# start of Task inputs
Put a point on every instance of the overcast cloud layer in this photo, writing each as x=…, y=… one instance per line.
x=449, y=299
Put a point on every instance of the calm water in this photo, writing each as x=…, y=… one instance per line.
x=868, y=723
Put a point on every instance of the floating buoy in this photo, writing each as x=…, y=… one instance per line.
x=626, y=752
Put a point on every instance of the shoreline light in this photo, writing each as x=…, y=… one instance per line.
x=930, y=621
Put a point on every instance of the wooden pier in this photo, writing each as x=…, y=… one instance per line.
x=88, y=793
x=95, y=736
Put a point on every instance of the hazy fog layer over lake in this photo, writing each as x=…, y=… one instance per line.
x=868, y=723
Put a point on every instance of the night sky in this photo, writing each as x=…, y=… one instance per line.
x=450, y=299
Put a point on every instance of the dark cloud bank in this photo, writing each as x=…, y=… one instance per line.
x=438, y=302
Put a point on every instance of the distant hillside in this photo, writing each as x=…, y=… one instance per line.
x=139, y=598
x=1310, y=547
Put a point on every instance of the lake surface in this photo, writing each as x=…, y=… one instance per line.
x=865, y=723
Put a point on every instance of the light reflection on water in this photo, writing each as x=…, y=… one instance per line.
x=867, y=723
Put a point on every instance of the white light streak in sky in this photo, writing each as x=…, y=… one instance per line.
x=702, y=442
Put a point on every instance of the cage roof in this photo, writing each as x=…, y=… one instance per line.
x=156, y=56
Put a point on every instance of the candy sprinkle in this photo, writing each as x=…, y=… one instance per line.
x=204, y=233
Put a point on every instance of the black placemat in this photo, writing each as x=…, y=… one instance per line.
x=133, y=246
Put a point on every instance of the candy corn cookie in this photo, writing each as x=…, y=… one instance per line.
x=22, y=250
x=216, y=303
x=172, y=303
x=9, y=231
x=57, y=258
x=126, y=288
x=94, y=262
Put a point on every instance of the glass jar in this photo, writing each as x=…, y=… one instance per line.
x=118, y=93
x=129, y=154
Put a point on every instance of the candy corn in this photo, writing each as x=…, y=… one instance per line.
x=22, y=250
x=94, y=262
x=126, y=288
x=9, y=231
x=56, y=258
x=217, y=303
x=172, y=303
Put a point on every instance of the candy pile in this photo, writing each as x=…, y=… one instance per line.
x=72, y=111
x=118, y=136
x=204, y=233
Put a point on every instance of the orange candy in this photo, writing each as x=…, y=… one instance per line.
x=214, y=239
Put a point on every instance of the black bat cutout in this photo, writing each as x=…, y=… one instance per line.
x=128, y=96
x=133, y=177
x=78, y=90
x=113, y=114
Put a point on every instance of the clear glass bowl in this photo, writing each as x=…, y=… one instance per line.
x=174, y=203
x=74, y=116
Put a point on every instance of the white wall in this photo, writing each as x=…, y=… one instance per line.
# end of Task inputs
Set problem: Please rewrite the records above, replacing "instance" with "occurrence" wherever it appears and leaving every other word unchanged.

Written solution:
Put a point on every occurrence of the overcast cloud layer in this photo, writing each as x=…, y=… one occurrence per line.
x=449, y=299
Put a point on every occurrence of the calm water in this photo, writing each as x=…, y=… one occurrence per line.
x=868, y=723
Put a point on every occurrence of the floating buoy in this photo, writing each as x=…, y=… one occurrence per line.
x=626, y=752
Put a point on every occurrence of the shoreline light in this photo, writing each as x=…, y=… one occurrence per line.
x=930, y=621
Put a point on every occurrence of the wooden pier in this photo, writing each as x=…, y=… one occurrence per line.
x=88, y=793
x=95, y=736
Put a point on every occurrence of the hazy fog layer over lake in this photo, writing each as x=…, y=… one occurrence per line.
x=868, y=723
Put a point on every occurrence of the night sky in this photo, writing each as x=…, y=… one occurrence per line.
x=450, y=299
Put a point on every occurrence of the dark cloud bank in this photo, writing each as x=…, y=… one occurrence per line.
x=438, y=302
Put a point on every occurrence of the distant hillside in this photo, writing each as x=…, y=… one occurrence per line.
x=139, y=598
x=1310, y=547
Put a point on every occurrence of the lake surface in this photo, writing each as x=…, y=… one occurrence per line.
x=865, y=723
Put a point on every occurrence of the light reflection on water in this photo, writing each as x=…, y=… one occurrence per line.
x=867, y=723
Put a point on every occurrence of the white light streak in sky in this photo, writing each as x=…, y=… one occurrence per line.
x=702, y=442
Put a point on every occurrence of the cage roof in this photo, writing each as x=…, y=… one occurrence per line.
x=156, y=56
Put a point on every occurrence of the candy sprinkle in this photo, writing each as x=…, y=… one occurrence per line.
x=204, y=233
Put a point on every occurrence of the black placemat in this photo, writing each as x=…, y=… one occurrence per line.
x=133, y=246
Put a point on every occurrence of the candy corn cookie in this photo, writing each as x=…, y=… one occurrence per line.
x=22, y=250
x=216, y=303
x=172, y=303
x=9, y=231
x=57, y=258
x=126, y=288
x=94, y=262
Put a point on every occurrence of the glass jar in this photo, writing each as x=…, y=… one occurrence per line.
x=118, y=93
x=129, y=154
Put a point on every occurrence of the candy corn in this photo, writing each as x=…, y=… one occurrence per line.
x=22, y=250
x=94, y=262
x=126, y=288
x=9, y=231
x=56, y=258
x=217, y=303
x=172, y=303
Put a point on every occurrence of the candy pile in this photo, writing each as x=…, y=… one occurrence per line.
x=72, y=111
x=118, y=136
x=204, y=233
Put a point on every occurrence of the orange candy in this photo, writing each as x=…, y=… one occurrence per line.
x=214, y=239
Put a point on every occurrence of the black bat cutout in this photo, writing each as x=…, y=… one occurrence per line.
x=128, y=96
x=133, y=177
x=78, y=90
x=113, y=114
Put a point on every occurrence of the clear glass bowl in this photo, writing each as x=…, y=… one occurrence per line.
x=174, y=203
x=74, y=116
Put a point on every occurrence of the white wall in this photo, writing each as x=…, y=… one occurrence per line.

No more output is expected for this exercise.